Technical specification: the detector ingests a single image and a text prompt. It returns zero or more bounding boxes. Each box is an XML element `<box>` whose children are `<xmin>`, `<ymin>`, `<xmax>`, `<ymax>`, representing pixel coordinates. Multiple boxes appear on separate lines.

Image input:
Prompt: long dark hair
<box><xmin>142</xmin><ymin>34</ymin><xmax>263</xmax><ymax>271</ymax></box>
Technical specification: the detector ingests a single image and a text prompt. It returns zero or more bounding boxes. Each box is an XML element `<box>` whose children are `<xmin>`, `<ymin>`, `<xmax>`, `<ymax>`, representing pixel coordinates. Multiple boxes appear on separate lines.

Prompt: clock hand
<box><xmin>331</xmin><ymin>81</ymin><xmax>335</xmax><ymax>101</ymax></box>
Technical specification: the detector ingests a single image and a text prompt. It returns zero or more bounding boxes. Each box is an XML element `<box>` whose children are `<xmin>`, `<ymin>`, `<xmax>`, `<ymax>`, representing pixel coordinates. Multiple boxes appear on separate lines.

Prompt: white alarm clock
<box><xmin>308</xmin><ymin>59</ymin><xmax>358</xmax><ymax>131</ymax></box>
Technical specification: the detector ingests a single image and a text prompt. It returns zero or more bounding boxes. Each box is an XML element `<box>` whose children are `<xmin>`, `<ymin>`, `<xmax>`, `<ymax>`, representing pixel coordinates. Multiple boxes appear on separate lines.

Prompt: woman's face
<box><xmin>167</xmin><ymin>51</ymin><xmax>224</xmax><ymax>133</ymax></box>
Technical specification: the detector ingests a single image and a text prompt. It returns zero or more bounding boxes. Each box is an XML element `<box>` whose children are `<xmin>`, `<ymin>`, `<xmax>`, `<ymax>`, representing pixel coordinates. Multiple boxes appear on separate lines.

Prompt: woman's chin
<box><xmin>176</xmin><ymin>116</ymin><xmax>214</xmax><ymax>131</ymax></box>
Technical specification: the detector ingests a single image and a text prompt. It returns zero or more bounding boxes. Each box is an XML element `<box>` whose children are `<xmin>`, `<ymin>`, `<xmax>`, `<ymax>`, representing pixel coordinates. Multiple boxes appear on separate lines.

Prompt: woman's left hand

-*-

What is needed is an exact copy of every entry above.

Solution to this task:
Technical specification: the detector ingests a single image and a text prompt. It returns zero or more bounding boxes. Each box is an XML element `<box>` whose children are `<xmin>`, `<ymin>`, `<xmax>`, `<ymax>`, representing pixel coordinates. Multiple boxes appear on separate lines.

Image input:
Prompt: long dark hair
<box><xmin>142</xmin><ymin>34</ymin><xmax>263</xmax><ymax>271</ymax></box>
Technical specification: the detector ingests a single image and a text prompt. It returns zero or more bounding boxes. Each box is an XML element `<box>` whose children are `<xmin>`, `<ymin>`, `<xmax>`, `<ymax>`, representing pixel coordinates. Multiple boxes appear on separate lines.

Prompt: clock hand
<box><xmin>331</xmin><ymin>81</ymin><xmax>335</xmax><ymax>101</ymax></box>
Technical specification: the detector ingests a single image and a text prompt. It returns zero or more bounding boxes. Each box is an XML element `<box>` whose children are `<xmin>`, `<ymin>`, `<xmax>`, `<ymax>`, representing pixel coordinates. Multiple boxes appear on separate lines.

Prompt: white alarm clock
<box><xmin>308</xmin><ymin>59</ymin><xmax>358</xmax><ymax>131</ymax></box>
Technical specification: the detector ingests a single image and a text prompt. It returns zero or more bounding boxes. Each box is an XML element `<box>` whose children are `<xmin>`, `<ymin>`, `<xmax>`, `<ymax>`, representing pixel coordinates. Multiple boxes appear on separate lines.

Prompt: woman's face
<box><xmin>167</xmin><ymin>51</ymin><xmax>224</xmax><ymax>133</ymax></box>
Technical specification: the detector ingests a single image and a text prompt. It returns zero or more bounding boxes. Each box is an XML element `<box>` whose children are `<xmin>`, `<ymin>`, `<xmax>`, `<ymax>`, representing pixel coordinates. Multiple boxes appear on separate lines.

Prompt: woman's chin
<box><xmin>176</xmin><ymin>116</ymin><xmax>214</xmax><ymax>131</ymax></box>
Technical specification: the detector ingests a single image and a text prompt. It returns zero or more bounding boxes. Each box is an XML element `<box>` whose children are `<xmin>`, `<ymin>`, `<xmax>`, `<ymax>`, representing pixel coordinates. Multiple boxes appear on separate lines.

Prompt: woman's left hand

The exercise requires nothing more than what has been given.